Provided material:

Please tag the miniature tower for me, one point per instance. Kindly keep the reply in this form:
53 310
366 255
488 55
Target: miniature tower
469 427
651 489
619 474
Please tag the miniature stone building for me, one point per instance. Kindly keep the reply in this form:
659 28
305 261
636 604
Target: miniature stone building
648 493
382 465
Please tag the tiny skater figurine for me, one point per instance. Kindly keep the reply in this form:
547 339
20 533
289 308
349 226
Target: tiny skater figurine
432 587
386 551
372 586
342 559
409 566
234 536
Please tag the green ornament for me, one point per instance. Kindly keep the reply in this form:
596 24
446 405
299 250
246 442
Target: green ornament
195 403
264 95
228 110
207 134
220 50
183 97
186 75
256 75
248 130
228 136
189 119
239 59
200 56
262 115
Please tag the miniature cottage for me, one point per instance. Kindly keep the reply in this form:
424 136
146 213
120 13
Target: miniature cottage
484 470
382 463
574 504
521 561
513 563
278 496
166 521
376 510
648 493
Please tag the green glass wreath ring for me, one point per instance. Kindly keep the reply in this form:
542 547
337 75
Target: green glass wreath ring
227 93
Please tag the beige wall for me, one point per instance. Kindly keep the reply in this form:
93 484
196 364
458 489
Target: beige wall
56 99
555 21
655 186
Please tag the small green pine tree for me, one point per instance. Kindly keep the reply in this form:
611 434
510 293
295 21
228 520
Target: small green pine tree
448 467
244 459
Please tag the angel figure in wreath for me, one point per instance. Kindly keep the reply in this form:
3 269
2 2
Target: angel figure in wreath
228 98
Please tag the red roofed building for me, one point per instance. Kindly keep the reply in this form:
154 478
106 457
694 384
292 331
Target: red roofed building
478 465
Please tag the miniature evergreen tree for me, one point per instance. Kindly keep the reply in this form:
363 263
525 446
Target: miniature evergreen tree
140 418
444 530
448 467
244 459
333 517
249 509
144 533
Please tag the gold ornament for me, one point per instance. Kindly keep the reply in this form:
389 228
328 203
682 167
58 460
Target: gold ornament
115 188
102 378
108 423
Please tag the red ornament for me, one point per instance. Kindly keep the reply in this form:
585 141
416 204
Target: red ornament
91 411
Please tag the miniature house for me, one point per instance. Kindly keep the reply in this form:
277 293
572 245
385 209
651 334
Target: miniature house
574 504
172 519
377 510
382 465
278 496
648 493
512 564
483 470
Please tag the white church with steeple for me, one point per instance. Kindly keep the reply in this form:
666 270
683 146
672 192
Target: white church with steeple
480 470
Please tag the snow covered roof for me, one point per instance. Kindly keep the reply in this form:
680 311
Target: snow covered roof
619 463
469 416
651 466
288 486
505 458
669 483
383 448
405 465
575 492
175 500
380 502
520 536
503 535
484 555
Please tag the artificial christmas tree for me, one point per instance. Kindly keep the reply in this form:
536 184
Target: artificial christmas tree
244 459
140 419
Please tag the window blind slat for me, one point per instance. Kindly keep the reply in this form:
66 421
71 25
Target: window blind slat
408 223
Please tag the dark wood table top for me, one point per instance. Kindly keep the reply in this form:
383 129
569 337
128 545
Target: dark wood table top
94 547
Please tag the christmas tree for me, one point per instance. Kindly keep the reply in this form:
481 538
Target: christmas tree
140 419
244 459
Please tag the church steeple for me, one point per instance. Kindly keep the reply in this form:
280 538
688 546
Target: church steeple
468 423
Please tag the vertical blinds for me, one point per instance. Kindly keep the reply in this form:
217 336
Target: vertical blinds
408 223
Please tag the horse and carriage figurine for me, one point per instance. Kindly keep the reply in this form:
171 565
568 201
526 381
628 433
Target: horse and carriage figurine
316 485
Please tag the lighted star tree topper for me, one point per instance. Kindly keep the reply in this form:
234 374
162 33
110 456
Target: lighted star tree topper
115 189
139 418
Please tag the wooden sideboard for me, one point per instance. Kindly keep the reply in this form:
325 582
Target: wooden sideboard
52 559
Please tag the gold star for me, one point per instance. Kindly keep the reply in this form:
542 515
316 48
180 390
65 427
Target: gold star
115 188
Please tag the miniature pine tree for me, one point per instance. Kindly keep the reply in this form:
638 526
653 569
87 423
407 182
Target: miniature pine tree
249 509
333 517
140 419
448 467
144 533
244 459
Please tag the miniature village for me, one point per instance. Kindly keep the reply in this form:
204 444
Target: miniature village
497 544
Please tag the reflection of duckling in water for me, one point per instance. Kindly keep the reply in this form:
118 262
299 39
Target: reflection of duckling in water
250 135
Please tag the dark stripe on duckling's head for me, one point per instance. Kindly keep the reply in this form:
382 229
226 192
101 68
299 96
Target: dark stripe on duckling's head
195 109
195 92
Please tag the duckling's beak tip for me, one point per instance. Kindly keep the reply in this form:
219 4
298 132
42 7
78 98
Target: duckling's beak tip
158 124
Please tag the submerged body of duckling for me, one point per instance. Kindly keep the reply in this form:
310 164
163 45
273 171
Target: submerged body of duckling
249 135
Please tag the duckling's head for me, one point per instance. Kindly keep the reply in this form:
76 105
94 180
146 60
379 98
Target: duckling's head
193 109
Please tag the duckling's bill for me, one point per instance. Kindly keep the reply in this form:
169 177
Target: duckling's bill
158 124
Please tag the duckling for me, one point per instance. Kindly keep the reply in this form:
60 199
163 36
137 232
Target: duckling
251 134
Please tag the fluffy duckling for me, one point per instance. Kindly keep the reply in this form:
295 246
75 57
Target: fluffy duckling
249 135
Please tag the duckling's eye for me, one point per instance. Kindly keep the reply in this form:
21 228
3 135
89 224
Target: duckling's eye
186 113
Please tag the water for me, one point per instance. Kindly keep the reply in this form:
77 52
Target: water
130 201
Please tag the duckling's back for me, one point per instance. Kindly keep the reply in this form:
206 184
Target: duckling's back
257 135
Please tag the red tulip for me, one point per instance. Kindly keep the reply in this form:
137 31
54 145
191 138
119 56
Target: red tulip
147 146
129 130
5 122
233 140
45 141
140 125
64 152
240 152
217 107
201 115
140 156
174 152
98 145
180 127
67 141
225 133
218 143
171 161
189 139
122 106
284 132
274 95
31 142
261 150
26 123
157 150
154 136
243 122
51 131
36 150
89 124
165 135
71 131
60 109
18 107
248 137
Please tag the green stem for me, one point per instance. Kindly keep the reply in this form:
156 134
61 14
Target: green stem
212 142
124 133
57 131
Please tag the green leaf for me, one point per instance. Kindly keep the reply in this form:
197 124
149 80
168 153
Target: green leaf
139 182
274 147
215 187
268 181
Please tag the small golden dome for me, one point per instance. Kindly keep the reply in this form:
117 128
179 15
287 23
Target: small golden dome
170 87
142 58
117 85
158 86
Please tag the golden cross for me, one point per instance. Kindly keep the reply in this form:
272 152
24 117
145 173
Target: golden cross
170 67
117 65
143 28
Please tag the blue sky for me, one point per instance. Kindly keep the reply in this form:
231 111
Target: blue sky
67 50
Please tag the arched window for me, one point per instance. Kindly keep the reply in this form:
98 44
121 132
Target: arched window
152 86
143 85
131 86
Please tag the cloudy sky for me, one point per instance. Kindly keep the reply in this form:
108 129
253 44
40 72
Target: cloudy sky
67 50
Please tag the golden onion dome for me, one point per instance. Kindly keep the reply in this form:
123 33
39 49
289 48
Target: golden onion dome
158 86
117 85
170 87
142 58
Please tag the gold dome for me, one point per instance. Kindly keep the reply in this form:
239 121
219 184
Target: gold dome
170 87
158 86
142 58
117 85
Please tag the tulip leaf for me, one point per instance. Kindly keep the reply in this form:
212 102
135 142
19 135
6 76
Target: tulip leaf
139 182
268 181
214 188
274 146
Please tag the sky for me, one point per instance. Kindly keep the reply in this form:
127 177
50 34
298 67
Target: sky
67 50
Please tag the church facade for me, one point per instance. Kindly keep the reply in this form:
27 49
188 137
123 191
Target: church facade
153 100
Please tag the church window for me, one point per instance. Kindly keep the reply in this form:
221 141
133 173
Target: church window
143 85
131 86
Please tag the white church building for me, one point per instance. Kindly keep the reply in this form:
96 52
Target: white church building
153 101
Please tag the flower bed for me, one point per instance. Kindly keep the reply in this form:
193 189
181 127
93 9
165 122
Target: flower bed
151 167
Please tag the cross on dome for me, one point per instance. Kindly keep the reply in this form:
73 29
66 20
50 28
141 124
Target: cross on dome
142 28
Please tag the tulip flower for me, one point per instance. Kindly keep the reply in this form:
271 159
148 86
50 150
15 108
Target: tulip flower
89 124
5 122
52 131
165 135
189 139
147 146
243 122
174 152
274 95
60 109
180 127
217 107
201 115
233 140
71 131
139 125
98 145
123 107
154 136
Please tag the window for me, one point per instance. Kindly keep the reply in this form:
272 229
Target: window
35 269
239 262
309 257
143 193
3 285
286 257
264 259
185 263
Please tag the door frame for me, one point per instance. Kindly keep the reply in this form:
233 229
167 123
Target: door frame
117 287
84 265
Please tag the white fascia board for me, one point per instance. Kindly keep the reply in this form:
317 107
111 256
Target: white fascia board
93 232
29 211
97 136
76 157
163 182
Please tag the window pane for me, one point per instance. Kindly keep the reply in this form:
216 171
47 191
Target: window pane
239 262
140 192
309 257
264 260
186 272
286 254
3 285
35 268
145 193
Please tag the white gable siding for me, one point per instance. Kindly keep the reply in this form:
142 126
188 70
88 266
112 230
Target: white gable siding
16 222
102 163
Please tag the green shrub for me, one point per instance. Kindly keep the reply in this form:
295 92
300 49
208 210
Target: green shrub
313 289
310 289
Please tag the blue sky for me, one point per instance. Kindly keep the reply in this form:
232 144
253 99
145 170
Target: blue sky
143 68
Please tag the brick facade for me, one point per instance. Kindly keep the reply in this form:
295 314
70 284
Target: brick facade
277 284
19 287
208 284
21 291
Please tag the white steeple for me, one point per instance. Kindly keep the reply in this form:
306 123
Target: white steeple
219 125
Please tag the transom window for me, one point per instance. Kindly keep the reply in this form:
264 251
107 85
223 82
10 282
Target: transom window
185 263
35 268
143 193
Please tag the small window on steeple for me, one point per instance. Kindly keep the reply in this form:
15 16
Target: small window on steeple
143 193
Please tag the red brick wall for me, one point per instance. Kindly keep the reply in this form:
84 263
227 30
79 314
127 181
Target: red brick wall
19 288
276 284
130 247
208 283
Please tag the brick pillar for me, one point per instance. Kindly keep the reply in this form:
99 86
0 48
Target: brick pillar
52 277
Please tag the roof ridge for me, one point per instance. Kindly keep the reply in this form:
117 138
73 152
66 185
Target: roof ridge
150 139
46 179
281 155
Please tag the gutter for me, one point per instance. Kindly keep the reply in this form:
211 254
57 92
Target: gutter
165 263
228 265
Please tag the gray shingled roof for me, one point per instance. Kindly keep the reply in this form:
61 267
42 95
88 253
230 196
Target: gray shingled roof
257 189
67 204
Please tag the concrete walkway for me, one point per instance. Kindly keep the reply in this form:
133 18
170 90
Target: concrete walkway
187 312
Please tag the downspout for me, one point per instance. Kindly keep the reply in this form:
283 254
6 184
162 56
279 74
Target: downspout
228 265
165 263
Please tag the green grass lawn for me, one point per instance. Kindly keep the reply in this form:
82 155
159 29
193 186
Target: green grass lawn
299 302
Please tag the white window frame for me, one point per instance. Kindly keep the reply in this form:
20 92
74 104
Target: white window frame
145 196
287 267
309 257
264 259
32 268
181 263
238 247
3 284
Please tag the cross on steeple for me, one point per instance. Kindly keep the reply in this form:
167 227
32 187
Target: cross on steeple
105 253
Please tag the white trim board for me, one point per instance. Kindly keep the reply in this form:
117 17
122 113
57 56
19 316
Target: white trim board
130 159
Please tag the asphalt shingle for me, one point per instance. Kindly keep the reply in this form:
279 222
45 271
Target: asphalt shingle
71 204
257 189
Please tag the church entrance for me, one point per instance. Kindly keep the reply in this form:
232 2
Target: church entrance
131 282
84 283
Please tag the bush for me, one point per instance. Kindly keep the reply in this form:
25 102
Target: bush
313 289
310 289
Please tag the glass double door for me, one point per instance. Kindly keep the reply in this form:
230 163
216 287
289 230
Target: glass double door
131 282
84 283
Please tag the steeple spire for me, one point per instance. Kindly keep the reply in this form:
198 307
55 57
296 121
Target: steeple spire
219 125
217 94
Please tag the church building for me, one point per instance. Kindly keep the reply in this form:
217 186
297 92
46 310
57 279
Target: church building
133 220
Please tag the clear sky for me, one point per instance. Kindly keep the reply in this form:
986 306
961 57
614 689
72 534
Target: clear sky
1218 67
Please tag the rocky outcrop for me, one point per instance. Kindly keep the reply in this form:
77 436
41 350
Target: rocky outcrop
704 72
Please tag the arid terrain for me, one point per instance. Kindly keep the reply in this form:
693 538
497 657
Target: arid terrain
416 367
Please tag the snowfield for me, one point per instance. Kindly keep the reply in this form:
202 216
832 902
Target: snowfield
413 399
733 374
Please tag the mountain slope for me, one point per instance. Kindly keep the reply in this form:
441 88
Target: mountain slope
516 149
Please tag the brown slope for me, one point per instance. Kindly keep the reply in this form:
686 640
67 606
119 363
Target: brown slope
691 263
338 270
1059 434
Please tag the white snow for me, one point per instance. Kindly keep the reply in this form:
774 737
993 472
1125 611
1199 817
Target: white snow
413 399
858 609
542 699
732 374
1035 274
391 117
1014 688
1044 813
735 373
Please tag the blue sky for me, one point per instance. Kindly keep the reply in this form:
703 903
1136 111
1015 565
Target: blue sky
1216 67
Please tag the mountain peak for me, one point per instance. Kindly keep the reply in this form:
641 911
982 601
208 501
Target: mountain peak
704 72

Stated task:
Find the line containing "Please tag the arid". Reproduce it exactly, along with every line after it through the last.

Response for this exercise:
Please tag the arid terrain for me, one point per instance. Kindly keep the reply in this form:
693 538
497 657
Target: arid terrain
416 367
Please tag the snowfield for me, one point per instance. Kindly keep the reply in this form:
202 216
832 902
Target: snowfield
413 399
733 374
Please tag the mountain slope for me, one point per instance. Kindly keep the reply in this form:
441 88
Target: mountain slope
516 149
Please tag the brown slope for me, one point per instance. Kindly keep the reply in this form:
686 640
67 606
119 363
Target: brown slope
691 263
338 270
1059 434
Please tag the white snow for me, one point per instance. Kindly keep the reply in this form:
774 737
993 472
1125 611
1199 817
Target: white snow
413 399
858 609
542 699
732 374
1035 274
391 117
1014 688
1044 813
735 373
Please tag the blue sky for me, one point per instance. Kindly keep the reply in this form:
703 903
1136 111
1015 565
Target: blue sky
1216 67
Please tag the mountain peak for me, one point per instance. Kindly keep the reply in this form:
641 911
982 601
208 501
Target: mountain peak
704 72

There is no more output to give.